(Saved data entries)
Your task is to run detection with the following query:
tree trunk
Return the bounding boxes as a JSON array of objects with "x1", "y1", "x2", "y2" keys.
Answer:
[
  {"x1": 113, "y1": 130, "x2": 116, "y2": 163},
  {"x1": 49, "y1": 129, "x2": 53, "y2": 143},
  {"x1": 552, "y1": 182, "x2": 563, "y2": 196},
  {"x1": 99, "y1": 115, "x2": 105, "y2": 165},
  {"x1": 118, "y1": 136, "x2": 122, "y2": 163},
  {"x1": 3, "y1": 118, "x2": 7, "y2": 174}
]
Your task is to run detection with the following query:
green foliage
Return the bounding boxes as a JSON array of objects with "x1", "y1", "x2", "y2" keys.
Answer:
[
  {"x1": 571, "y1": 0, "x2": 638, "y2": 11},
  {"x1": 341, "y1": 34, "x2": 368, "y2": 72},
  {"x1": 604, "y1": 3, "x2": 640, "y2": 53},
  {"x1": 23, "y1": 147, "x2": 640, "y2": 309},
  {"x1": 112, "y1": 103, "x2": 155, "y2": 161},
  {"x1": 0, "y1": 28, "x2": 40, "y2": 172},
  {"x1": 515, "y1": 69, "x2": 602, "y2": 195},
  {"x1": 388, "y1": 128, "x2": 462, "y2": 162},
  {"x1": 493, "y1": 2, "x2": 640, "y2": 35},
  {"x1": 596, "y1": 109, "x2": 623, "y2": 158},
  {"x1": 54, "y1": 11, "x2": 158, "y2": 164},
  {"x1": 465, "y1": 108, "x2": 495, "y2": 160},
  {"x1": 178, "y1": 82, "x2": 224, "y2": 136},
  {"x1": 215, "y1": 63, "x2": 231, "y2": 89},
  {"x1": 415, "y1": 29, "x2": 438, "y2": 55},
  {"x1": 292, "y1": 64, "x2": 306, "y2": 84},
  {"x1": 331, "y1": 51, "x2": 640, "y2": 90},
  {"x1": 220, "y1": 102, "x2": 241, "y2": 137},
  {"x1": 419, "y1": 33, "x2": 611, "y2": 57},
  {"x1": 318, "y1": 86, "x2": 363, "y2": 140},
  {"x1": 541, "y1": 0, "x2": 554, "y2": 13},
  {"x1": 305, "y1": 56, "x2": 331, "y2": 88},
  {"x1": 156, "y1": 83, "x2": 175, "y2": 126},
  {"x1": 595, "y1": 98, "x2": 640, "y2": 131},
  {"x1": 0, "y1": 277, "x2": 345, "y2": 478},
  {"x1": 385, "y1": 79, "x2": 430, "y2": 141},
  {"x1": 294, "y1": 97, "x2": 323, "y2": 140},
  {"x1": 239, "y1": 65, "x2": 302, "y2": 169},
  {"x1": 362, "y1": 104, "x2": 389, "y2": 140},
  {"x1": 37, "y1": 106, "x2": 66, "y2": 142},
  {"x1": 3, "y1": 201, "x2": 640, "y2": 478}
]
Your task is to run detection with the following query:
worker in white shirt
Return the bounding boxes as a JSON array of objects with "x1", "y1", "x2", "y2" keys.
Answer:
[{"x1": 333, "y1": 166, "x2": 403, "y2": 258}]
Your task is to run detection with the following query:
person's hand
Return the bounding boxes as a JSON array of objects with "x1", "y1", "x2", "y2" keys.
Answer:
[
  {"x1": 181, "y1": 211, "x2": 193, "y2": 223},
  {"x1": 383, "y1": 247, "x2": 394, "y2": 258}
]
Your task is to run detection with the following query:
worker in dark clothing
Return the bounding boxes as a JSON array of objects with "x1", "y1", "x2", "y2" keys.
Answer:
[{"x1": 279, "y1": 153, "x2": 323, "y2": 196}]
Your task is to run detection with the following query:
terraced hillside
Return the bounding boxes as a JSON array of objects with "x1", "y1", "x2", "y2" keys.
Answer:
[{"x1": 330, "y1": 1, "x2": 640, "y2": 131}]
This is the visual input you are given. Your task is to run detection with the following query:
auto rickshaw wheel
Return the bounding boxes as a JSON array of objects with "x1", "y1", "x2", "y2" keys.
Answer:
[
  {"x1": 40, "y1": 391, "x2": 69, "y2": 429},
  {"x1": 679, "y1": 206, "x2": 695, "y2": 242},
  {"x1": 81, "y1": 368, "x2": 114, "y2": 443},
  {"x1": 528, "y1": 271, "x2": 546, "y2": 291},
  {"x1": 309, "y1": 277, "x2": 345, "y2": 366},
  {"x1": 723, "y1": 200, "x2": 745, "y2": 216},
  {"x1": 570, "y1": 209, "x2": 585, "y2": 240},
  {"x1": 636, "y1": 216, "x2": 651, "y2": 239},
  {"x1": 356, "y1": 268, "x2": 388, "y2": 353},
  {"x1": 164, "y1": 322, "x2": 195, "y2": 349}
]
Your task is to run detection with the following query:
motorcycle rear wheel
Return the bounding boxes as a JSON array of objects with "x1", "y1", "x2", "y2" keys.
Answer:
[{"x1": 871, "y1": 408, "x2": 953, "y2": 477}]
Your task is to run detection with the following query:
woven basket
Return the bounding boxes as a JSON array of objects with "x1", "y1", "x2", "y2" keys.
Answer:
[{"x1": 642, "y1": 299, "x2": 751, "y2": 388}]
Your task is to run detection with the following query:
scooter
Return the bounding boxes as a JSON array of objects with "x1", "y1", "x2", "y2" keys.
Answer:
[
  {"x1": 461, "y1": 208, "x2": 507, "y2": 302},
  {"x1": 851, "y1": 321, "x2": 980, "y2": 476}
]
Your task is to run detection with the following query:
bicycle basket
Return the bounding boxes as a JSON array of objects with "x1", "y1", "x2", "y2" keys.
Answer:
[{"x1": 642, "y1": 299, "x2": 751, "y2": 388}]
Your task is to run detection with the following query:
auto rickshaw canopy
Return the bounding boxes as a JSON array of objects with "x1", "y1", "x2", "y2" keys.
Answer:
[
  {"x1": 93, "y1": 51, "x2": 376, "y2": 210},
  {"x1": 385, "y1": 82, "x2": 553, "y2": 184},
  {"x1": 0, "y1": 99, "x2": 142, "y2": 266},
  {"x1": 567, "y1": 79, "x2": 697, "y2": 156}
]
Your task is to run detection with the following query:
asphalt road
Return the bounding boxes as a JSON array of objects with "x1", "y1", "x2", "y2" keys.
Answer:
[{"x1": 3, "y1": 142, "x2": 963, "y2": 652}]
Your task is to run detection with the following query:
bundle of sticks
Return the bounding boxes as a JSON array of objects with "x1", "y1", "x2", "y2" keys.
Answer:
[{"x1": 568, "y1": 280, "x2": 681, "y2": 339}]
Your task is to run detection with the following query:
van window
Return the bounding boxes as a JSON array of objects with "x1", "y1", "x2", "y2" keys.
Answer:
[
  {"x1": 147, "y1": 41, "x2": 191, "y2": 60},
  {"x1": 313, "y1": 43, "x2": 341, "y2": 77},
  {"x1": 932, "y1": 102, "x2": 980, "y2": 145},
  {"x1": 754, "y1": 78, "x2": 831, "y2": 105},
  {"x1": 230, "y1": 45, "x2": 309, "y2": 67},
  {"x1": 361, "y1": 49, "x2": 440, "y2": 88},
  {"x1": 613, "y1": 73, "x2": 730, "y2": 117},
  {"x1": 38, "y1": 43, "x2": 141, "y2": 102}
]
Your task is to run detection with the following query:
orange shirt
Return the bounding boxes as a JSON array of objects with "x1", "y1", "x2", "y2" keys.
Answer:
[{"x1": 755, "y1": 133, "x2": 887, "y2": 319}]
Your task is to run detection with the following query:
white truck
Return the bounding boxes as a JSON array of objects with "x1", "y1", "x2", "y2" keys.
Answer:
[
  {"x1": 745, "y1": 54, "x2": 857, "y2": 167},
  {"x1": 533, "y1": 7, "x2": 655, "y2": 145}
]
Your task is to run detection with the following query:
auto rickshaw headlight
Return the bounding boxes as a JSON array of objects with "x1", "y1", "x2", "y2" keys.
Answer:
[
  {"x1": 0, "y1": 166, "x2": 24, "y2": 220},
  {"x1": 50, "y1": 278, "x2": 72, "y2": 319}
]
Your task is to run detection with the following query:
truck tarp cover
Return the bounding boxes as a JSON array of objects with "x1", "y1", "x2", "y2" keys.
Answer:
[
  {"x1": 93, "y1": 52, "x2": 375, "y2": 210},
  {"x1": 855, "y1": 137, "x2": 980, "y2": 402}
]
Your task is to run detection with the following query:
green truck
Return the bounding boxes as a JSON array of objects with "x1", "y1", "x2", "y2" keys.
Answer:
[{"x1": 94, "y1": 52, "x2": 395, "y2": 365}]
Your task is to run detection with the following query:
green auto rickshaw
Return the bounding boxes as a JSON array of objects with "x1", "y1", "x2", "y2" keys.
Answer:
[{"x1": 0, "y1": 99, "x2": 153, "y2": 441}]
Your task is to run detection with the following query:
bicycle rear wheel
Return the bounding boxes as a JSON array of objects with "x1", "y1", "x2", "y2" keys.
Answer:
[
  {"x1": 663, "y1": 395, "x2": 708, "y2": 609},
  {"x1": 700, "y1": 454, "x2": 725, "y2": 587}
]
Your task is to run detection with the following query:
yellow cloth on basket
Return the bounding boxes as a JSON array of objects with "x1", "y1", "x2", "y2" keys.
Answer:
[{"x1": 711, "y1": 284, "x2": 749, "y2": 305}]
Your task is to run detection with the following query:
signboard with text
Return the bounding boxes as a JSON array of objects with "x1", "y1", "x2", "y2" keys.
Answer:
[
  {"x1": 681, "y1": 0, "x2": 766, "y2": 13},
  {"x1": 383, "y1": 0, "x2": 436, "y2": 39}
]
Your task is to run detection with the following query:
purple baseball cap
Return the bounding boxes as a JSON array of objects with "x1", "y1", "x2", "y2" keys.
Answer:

**Problem**
In the entries above, find each line with "rear" and list it.

**Exercise result**
motorcycle rear wheel
bicycle rear wheel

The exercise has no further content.